- [Dataset items]:
=-=-=
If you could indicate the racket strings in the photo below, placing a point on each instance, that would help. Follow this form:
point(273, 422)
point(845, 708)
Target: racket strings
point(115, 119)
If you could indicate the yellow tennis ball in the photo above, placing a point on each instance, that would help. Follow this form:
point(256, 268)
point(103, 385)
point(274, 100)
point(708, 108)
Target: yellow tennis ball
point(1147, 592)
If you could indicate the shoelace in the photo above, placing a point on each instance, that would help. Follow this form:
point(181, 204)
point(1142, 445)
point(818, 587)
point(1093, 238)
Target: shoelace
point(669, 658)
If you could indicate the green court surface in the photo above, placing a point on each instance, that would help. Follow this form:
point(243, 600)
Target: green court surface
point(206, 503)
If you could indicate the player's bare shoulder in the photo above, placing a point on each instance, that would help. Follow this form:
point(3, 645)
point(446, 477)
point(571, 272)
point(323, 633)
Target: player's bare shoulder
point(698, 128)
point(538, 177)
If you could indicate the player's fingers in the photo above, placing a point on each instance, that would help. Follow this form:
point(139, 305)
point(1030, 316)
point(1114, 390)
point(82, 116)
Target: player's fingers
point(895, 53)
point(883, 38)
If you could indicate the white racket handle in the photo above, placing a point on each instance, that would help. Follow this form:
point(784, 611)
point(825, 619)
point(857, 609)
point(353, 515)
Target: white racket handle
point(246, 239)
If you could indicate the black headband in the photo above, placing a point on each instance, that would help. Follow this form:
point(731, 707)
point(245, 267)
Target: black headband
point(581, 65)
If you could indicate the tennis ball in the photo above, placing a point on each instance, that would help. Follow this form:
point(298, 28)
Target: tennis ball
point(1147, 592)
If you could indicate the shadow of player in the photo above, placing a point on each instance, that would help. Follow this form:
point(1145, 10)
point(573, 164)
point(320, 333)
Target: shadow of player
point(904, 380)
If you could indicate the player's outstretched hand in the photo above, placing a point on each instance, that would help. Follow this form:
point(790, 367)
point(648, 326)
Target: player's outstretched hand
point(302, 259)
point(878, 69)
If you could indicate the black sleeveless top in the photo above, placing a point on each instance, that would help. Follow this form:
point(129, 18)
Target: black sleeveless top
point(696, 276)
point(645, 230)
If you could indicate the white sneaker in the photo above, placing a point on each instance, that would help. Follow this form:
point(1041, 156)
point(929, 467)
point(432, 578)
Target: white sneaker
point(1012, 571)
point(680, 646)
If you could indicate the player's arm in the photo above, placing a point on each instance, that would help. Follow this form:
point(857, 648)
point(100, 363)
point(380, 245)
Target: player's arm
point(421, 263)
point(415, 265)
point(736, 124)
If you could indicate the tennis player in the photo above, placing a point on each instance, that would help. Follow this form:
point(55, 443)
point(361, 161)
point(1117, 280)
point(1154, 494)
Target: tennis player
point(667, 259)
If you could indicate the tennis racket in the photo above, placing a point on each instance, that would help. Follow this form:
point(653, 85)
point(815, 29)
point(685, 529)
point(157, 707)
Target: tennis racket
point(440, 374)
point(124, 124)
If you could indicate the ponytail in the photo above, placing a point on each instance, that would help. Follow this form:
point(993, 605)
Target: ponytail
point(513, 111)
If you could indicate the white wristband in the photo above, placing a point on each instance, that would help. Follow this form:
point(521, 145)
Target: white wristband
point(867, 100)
=-=-=
- [Task details]:
Please repeat the lines starting at the one containing "If you could indicate the shoelace" and ending at the one containing "point(669, 658)", changing "shoelace" to "lace" and keeping everything else the same.

- [Reply to the exercise]:
If you could indicate the lace in the photo above, placing a point on each instance, that would help. Follow this form:
point(181, 204)
point(1142, 445)
point(818, 587)
point(1093, 238)
Target: lace
point(669, 658)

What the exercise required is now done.